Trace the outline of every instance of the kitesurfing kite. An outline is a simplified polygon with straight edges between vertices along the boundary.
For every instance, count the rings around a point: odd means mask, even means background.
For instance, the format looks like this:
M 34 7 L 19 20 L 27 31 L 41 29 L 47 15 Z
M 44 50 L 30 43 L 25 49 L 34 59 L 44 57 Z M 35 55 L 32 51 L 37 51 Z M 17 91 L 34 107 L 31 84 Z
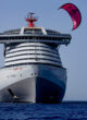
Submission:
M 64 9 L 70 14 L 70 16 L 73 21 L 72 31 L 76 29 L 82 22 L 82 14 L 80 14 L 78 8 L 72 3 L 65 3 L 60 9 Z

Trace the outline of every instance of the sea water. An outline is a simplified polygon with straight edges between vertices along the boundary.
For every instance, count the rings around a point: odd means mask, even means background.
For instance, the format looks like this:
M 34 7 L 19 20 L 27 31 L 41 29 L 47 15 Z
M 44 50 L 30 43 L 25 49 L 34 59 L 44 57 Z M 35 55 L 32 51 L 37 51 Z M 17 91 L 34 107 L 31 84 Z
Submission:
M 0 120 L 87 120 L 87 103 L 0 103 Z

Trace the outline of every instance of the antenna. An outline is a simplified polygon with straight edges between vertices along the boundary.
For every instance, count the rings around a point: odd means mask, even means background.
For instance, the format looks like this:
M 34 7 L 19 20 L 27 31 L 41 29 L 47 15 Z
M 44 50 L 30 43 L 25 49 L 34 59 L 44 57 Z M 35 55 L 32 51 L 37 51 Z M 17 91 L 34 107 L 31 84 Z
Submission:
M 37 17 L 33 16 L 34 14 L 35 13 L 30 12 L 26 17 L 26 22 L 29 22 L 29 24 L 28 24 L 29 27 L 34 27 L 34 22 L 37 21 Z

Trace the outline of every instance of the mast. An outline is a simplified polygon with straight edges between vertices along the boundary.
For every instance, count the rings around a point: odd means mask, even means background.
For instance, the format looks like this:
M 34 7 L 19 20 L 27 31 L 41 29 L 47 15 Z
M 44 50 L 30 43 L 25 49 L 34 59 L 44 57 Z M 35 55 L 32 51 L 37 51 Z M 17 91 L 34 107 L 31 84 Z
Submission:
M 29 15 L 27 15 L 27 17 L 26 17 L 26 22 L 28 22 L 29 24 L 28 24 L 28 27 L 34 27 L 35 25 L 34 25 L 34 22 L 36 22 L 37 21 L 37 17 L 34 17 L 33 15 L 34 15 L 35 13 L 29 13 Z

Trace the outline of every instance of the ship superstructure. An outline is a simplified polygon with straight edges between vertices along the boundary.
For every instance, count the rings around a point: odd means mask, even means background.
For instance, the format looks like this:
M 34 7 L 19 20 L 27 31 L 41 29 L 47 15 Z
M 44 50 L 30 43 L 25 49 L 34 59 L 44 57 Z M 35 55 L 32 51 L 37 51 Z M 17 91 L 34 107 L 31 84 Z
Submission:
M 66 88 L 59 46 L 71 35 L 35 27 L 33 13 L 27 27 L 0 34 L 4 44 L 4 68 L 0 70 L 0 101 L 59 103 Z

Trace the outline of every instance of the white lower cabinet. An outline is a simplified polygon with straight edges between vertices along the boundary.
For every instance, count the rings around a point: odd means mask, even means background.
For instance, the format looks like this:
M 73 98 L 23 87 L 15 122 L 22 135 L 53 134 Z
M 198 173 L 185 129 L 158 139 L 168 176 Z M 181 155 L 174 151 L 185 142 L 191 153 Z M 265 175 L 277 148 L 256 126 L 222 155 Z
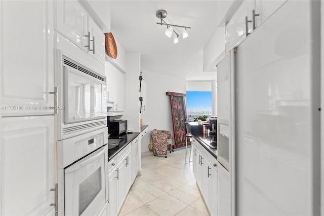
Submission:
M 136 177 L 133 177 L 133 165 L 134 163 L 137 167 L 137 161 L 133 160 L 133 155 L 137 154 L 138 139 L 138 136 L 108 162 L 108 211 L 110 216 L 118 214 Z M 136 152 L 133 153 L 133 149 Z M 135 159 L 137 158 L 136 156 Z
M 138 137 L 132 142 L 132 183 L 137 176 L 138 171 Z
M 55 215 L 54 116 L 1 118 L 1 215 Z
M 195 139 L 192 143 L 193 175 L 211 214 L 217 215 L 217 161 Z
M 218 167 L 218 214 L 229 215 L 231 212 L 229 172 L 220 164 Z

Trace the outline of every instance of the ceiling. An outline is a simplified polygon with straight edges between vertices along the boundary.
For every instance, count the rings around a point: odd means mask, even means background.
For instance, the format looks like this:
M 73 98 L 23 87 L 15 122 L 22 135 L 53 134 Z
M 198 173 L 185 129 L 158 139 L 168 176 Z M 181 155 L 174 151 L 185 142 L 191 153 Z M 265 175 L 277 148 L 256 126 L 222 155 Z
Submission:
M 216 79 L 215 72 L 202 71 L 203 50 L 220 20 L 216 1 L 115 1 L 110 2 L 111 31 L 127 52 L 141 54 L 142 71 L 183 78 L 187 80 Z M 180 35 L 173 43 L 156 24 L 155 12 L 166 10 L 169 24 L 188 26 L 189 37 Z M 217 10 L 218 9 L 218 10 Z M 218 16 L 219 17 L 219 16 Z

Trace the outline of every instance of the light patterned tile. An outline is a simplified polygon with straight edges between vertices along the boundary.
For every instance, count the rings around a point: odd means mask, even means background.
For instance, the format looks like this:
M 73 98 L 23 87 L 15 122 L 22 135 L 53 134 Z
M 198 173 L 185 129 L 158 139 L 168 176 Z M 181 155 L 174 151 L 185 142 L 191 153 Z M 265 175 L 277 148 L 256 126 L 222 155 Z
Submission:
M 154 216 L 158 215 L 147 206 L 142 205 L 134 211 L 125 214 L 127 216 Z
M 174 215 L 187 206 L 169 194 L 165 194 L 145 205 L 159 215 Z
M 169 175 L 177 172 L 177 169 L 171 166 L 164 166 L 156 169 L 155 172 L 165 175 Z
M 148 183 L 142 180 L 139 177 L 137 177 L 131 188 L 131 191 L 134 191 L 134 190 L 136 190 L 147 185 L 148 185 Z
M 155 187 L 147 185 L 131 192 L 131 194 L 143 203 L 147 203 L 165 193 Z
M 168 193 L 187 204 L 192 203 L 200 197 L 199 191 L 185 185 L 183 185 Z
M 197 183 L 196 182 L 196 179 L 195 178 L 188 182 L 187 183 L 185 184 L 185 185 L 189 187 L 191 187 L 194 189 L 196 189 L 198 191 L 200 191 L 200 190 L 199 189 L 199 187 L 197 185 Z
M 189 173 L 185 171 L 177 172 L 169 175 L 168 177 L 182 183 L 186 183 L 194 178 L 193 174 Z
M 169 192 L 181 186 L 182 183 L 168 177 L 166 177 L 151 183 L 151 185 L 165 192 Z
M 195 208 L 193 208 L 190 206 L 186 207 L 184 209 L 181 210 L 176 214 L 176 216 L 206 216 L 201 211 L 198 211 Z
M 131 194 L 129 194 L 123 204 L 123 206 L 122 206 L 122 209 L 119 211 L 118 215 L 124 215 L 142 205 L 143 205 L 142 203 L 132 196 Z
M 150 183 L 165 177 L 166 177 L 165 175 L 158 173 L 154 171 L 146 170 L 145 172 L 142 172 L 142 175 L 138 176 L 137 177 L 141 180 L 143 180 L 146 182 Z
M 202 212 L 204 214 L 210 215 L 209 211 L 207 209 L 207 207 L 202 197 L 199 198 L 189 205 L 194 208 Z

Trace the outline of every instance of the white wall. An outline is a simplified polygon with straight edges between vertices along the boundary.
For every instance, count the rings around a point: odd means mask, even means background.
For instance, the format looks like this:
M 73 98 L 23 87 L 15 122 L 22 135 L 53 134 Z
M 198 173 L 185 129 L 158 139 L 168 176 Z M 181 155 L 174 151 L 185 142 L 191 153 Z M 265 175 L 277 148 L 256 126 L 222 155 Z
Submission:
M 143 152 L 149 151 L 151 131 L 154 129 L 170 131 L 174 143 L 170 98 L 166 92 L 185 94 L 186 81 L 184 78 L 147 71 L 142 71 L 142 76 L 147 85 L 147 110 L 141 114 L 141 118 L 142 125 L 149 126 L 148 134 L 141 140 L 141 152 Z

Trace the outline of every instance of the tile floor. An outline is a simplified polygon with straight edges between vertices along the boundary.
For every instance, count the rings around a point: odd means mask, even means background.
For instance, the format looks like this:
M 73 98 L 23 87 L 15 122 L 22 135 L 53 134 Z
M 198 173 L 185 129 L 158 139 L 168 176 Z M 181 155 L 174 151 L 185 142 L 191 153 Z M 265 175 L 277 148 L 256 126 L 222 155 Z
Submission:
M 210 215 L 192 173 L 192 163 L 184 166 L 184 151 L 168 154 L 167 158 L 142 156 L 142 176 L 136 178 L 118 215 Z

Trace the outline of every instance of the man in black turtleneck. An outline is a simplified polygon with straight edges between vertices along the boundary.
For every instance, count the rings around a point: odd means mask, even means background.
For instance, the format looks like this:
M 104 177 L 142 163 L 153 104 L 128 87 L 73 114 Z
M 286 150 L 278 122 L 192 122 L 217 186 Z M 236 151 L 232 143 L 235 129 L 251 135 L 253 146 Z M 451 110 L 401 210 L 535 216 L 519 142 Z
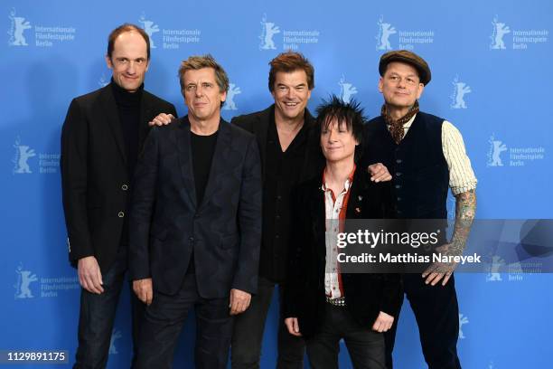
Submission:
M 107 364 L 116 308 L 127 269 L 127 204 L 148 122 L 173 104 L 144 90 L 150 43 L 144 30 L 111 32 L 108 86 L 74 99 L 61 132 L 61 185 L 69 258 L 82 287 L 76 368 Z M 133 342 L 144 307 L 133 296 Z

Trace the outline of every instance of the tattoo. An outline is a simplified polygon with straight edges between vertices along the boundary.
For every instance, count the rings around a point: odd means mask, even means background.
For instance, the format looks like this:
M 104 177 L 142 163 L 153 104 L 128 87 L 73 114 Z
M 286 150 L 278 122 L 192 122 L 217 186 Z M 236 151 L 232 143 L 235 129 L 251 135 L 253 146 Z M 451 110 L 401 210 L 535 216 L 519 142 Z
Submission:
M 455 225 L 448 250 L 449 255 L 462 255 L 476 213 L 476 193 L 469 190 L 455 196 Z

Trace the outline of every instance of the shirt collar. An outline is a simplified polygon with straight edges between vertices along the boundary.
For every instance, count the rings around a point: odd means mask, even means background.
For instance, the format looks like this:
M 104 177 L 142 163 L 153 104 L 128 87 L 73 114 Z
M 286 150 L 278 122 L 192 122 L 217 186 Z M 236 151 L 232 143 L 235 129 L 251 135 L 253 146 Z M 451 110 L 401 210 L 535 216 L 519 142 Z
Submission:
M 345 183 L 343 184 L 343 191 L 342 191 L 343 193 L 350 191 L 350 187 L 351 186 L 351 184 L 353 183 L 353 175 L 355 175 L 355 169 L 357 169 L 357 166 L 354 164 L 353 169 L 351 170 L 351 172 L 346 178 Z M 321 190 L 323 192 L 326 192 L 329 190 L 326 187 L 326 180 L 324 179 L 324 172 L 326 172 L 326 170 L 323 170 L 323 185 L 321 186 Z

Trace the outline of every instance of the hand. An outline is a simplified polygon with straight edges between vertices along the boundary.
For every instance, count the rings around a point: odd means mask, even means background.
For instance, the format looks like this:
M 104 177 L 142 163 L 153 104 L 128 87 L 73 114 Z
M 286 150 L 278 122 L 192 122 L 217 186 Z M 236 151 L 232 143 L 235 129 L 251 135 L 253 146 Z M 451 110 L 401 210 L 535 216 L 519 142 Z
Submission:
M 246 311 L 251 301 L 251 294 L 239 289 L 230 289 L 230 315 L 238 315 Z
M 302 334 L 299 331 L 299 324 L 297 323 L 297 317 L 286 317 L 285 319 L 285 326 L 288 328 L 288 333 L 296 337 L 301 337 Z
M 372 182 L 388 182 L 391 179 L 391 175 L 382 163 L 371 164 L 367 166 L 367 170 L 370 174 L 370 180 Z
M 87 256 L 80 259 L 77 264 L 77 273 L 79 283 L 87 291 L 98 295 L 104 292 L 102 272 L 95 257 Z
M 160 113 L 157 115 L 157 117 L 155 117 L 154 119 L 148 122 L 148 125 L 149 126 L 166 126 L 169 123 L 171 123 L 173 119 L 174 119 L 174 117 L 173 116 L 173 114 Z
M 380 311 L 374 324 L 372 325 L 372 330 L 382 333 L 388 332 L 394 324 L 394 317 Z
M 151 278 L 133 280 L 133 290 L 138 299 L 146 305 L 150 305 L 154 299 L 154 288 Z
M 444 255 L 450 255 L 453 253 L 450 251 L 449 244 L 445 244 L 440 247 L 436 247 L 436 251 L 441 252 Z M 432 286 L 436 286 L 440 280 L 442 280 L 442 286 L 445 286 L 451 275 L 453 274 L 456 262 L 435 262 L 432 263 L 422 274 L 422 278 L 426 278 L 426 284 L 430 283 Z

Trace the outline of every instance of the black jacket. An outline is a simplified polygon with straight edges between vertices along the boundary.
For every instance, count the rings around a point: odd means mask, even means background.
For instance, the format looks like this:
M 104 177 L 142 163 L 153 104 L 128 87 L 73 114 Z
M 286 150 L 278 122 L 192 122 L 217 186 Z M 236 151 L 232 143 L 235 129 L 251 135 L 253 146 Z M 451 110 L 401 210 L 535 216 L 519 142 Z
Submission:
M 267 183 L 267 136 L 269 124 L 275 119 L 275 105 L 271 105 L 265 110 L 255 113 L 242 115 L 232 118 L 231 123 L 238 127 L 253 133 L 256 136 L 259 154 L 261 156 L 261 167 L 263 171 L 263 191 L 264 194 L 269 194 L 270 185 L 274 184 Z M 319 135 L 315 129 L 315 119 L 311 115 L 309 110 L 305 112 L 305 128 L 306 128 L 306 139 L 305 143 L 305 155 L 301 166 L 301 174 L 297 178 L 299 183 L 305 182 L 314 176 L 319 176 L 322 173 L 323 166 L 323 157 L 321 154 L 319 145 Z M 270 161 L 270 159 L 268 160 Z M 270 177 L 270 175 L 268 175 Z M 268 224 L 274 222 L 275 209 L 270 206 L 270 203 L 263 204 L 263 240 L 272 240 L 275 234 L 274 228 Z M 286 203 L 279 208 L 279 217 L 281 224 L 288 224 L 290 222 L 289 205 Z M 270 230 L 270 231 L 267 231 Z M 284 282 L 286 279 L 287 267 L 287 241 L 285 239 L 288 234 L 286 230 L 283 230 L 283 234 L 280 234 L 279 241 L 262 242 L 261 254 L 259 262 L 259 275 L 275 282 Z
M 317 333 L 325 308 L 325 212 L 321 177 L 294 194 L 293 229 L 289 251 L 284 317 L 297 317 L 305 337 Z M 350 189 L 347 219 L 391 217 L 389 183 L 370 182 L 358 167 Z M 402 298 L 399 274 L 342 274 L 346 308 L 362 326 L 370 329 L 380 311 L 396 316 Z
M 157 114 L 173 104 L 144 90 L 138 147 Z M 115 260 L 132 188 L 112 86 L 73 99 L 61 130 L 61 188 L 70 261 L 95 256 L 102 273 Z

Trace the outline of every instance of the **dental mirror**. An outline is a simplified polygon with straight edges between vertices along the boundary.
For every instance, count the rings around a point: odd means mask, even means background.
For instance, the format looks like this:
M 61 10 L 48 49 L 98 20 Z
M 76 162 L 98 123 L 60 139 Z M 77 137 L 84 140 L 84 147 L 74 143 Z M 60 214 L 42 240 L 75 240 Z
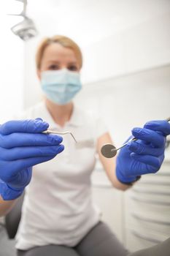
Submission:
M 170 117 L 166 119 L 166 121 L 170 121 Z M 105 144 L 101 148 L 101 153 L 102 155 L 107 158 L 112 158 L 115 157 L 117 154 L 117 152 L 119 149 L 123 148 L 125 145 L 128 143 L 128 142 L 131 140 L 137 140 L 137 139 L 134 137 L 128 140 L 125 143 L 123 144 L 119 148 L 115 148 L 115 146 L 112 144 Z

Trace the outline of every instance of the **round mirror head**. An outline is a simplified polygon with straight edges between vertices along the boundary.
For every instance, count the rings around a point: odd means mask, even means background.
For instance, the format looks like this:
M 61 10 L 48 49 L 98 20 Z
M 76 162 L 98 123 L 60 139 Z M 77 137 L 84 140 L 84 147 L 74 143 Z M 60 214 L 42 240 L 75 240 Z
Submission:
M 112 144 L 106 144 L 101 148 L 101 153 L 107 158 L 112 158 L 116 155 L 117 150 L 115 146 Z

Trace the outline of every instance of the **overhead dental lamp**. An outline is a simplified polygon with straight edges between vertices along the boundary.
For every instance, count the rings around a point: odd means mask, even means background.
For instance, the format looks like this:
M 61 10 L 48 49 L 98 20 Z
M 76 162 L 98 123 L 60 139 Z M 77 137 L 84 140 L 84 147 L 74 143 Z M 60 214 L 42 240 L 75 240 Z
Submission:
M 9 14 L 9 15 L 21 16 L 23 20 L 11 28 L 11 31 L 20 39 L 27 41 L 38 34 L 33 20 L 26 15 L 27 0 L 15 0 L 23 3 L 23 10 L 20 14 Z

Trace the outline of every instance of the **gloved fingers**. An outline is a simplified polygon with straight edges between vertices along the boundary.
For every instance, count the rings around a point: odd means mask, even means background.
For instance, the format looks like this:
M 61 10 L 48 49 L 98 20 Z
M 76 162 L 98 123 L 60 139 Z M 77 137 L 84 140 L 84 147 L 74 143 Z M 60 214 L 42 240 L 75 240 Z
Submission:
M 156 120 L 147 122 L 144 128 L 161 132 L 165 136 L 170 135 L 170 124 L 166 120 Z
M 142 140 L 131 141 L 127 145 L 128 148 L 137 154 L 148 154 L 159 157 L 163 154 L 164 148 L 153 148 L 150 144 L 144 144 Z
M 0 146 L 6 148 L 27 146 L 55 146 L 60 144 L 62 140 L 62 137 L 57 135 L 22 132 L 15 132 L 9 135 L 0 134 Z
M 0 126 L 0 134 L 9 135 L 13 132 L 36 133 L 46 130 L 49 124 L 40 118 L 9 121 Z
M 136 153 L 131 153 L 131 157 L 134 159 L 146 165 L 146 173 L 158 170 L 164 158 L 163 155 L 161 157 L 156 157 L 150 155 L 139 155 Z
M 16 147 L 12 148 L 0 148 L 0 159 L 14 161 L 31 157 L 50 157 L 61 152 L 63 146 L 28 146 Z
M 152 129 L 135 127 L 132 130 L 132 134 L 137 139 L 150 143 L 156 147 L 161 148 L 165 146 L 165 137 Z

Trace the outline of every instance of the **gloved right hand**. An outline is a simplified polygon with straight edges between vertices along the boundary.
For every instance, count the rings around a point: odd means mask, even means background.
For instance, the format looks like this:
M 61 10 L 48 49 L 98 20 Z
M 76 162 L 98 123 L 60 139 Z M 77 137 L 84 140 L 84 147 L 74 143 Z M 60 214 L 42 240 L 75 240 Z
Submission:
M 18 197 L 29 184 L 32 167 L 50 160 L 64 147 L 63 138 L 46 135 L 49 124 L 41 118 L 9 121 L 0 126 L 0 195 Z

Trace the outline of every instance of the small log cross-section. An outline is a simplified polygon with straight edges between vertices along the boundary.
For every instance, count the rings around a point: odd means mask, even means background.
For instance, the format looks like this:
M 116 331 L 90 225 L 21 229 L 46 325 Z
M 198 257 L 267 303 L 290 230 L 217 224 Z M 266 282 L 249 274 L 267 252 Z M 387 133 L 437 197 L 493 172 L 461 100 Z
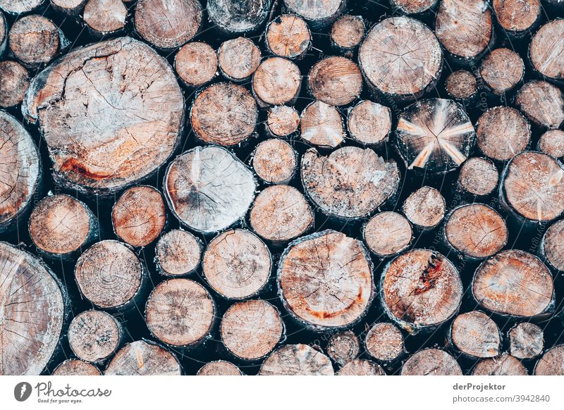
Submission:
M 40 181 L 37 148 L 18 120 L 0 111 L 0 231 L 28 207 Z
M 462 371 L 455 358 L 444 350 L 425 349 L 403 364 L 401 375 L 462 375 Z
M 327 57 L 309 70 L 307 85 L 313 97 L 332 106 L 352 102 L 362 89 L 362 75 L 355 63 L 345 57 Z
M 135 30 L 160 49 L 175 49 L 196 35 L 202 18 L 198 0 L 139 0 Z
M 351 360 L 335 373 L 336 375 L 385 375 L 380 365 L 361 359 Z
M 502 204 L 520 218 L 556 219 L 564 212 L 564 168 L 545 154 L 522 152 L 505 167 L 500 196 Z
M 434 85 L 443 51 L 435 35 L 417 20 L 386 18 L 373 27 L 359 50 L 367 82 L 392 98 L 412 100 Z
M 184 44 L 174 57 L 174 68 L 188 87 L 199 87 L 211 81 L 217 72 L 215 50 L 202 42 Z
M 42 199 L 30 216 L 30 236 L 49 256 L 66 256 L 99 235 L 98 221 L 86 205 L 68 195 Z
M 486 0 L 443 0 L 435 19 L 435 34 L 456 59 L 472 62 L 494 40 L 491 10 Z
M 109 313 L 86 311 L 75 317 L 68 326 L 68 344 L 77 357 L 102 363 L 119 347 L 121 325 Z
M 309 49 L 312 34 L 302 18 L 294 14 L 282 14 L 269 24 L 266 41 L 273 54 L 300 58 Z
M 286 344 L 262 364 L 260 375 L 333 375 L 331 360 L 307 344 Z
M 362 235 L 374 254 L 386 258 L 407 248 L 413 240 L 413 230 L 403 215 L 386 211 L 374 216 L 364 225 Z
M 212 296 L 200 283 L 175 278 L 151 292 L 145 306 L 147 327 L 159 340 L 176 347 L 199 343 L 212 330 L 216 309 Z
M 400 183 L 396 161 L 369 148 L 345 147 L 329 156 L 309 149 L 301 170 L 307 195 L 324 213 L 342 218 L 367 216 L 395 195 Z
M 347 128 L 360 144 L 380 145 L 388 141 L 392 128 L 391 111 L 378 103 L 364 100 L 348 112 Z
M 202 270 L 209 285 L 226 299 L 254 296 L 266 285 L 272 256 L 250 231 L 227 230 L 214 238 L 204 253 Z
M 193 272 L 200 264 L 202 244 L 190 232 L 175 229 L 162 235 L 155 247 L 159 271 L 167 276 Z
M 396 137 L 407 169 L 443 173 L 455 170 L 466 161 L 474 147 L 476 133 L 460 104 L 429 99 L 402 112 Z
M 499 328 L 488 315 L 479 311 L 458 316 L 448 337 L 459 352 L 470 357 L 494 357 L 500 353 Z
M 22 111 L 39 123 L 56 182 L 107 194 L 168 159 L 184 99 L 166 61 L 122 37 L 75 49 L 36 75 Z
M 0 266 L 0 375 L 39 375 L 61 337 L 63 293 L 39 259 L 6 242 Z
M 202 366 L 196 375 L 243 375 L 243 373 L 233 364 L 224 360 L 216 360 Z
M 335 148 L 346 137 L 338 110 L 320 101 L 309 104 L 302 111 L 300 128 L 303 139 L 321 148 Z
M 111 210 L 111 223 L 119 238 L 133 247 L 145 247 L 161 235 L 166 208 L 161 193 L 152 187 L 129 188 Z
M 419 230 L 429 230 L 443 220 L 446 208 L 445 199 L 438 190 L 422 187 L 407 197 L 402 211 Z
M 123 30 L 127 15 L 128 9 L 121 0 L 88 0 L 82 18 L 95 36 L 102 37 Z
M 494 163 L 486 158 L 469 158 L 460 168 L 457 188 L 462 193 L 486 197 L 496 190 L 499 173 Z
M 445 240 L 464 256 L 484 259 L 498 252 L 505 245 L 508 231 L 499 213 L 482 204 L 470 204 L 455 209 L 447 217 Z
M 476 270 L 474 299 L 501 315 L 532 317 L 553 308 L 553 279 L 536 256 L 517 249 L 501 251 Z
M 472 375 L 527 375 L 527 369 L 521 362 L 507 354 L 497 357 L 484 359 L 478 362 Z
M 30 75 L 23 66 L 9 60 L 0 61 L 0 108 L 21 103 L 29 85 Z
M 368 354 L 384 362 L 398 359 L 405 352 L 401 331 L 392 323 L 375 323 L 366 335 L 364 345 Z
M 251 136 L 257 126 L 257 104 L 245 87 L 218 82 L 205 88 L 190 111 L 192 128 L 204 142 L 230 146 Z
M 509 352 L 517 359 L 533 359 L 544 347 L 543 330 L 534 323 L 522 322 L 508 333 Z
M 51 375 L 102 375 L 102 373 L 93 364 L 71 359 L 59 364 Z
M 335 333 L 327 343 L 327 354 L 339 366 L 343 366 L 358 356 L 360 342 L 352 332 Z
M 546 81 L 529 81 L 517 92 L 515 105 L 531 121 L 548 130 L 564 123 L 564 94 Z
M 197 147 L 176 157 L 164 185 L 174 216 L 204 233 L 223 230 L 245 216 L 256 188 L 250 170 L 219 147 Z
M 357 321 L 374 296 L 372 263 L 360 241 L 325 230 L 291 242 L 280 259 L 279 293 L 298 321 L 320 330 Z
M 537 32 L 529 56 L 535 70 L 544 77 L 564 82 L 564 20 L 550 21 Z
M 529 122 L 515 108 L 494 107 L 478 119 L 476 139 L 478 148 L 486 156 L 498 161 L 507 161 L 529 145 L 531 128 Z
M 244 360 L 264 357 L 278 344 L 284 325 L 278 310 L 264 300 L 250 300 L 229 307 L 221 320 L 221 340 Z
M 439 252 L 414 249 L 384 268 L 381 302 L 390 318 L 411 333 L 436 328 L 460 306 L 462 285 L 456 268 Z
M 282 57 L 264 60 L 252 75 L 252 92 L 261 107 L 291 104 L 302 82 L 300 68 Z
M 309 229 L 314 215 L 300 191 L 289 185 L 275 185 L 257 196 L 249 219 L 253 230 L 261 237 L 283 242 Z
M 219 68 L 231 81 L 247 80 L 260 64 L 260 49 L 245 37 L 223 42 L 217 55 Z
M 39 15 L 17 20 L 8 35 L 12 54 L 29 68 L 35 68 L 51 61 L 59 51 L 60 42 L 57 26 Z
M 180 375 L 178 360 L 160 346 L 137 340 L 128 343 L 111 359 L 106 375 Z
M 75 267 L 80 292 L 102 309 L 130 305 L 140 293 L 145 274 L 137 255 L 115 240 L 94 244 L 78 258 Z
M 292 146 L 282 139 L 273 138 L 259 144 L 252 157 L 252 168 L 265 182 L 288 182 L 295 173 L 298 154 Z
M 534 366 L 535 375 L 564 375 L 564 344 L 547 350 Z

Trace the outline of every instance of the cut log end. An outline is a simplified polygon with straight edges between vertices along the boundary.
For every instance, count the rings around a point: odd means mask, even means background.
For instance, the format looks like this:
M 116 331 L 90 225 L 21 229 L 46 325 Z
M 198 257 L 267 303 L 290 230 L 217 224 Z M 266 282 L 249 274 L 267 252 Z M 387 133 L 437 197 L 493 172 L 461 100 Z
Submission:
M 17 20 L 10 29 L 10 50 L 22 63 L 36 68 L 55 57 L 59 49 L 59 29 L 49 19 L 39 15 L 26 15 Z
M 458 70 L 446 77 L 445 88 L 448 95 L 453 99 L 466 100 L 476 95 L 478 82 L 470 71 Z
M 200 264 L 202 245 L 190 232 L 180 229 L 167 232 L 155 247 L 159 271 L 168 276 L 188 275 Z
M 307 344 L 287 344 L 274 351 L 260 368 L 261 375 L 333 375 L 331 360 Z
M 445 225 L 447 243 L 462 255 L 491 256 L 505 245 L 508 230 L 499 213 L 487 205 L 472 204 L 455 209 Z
• • • • • • •
→ **WHAT THIS TASK INVOLVES**: Put the lines from the one containing "Trace the outline of every instance of the light" through the one containing "M 169 175 L", inclusive, into a Markdown table with columns headed No. and Text. Give each line its row number and leave out any blank lines.

→ **SOLUTION FOR THIS TASK**:
| No. | Text |
|---|---|
| 1 | Trace the outline of every instance of the light patterned tile. An outline is a simplified polygon with straight edges between vertices along the boundary. |
| 2 | For every instance, count the rings around a point: odd means mask, even means background. |
| 3 | For instance, the format looks like this: |
| 4 | M 73 98 L 23 87 L 15 122 L 22 135 L 53 134 Z |
| 5 | M 198 173 L 185 129 L 158 139 L 168 176 Z M 181 155 L 174 151 L 185 142 L 191 153 Z M 265 175 L 277 148 L 256 126 L 222 155 Z |
| 6 | Submission: |
| 7 | M 154 216 L 158 215 L 147 206 L 142 205 L 134 211 L 125 214 L 127 216 Z |
| 8 | M 174 215 L 187 206 L 169 194 L 165 194 L 145 205 L 159 215 Z |
| 9 | M 169 175 L 177 172 L 177 169 L 171 166 L 164 166 L 156 169 L 155 172 L 165 175 Z |